Task to carry out — How many lines in the data below have the string "present"? Reply with the number alone.

Data supplied —
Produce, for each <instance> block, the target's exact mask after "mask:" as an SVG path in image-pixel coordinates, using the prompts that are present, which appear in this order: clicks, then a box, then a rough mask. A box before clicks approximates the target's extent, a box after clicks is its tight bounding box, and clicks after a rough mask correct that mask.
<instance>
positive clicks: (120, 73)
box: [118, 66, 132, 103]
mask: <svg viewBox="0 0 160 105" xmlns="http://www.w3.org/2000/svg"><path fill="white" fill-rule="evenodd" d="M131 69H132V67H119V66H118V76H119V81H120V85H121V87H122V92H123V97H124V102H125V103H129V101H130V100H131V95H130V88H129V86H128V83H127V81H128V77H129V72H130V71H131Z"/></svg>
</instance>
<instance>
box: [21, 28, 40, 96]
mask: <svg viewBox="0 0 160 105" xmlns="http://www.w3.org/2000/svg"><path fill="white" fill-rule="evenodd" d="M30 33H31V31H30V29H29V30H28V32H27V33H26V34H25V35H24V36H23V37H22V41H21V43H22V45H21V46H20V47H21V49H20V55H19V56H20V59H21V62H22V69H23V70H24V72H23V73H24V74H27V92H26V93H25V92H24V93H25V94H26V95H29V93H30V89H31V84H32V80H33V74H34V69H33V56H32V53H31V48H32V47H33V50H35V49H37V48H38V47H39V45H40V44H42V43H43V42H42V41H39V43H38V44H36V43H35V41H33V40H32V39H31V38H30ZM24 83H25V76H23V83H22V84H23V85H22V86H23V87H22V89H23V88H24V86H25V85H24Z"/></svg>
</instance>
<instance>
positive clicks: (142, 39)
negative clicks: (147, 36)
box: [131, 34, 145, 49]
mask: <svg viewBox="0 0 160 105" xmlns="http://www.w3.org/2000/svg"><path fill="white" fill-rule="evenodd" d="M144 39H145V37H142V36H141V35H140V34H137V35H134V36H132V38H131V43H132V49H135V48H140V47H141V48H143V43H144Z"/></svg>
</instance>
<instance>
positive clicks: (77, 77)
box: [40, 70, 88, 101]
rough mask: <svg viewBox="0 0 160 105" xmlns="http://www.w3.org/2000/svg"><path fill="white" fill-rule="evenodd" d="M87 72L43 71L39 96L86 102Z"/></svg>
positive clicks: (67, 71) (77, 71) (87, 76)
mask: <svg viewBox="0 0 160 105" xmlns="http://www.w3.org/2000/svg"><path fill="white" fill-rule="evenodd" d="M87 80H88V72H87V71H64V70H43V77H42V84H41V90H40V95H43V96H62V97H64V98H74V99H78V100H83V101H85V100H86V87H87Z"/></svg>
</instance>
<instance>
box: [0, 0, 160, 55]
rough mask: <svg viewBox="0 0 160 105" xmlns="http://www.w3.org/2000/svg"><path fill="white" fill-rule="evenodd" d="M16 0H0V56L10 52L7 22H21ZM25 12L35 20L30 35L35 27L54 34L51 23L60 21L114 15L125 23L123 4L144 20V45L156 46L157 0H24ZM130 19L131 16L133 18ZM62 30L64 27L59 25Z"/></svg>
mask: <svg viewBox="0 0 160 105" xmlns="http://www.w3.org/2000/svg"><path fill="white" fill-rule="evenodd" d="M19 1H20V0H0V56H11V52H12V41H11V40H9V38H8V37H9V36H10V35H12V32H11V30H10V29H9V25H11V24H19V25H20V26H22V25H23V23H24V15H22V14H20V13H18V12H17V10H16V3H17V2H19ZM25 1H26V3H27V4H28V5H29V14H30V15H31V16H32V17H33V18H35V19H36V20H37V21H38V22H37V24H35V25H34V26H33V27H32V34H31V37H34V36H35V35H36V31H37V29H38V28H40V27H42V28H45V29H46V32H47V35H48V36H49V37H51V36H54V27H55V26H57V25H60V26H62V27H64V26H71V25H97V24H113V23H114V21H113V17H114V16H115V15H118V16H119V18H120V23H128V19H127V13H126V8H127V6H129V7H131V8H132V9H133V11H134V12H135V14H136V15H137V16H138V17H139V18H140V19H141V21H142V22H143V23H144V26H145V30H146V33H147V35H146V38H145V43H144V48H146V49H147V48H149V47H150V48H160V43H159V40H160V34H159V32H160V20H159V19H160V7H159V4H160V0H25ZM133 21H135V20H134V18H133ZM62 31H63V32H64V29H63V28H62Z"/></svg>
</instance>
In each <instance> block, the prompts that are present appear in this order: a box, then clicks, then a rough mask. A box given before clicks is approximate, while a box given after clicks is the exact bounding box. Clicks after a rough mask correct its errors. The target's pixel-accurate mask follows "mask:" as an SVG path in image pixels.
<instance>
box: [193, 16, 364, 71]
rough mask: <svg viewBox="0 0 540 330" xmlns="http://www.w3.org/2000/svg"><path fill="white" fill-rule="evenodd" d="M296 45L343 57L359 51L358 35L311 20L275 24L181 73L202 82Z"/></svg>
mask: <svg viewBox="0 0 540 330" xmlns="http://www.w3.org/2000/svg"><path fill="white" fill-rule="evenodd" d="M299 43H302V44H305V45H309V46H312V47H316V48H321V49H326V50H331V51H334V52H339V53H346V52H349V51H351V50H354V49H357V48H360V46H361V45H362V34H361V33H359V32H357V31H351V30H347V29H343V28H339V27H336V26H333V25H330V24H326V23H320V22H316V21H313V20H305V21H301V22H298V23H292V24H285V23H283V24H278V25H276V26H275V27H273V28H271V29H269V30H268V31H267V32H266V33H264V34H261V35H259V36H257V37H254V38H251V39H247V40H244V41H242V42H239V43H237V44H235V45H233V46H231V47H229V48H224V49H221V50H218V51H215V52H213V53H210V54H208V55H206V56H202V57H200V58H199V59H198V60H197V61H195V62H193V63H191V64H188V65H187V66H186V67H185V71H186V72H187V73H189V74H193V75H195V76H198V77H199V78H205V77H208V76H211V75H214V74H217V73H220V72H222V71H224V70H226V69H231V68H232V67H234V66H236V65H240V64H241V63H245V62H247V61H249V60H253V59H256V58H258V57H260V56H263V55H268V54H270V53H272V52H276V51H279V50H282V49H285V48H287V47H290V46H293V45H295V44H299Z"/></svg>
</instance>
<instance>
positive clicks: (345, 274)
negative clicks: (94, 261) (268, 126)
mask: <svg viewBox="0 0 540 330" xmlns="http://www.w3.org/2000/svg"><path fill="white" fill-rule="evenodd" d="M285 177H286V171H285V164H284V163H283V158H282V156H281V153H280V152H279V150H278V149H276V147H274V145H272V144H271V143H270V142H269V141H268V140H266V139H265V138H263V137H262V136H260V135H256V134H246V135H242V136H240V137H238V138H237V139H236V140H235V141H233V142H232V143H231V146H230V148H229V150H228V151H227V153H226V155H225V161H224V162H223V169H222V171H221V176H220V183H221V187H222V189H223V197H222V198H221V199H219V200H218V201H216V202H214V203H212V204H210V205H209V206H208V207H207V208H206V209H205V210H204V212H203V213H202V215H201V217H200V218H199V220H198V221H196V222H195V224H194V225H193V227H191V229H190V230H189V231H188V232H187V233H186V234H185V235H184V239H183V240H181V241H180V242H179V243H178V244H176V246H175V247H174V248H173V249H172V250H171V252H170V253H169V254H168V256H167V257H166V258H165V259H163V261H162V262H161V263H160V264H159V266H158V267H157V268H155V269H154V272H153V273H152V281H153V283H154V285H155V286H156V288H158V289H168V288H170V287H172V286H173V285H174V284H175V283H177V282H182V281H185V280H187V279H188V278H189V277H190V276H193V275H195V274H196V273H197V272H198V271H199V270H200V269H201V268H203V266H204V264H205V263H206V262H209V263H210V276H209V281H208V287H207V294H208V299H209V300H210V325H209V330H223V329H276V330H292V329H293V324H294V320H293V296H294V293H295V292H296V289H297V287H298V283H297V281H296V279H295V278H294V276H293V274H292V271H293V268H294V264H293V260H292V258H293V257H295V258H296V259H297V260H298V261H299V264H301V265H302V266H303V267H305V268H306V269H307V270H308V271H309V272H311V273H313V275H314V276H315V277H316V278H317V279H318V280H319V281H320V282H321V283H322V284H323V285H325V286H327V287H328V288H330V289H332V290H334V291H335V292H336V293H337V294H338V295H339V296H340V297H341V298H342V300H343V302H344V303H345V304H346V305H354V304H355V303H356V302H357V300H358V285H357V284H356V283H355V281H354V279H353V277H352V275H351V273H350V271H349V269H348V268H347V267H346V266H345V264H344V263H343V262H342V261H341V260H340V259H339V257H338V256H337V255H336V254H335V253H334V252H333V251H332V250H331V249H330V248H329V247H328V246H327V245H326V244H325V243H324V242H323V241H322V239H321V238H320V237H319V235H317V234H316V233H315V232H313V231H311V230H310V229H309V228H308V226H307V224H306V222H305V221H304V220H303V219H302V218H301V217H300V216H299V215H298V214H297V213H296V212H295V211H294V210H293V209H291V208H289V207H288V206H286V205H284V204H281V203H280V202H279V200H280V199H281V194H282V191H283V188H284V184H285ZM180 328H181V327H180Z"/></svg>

Solved exercise — 2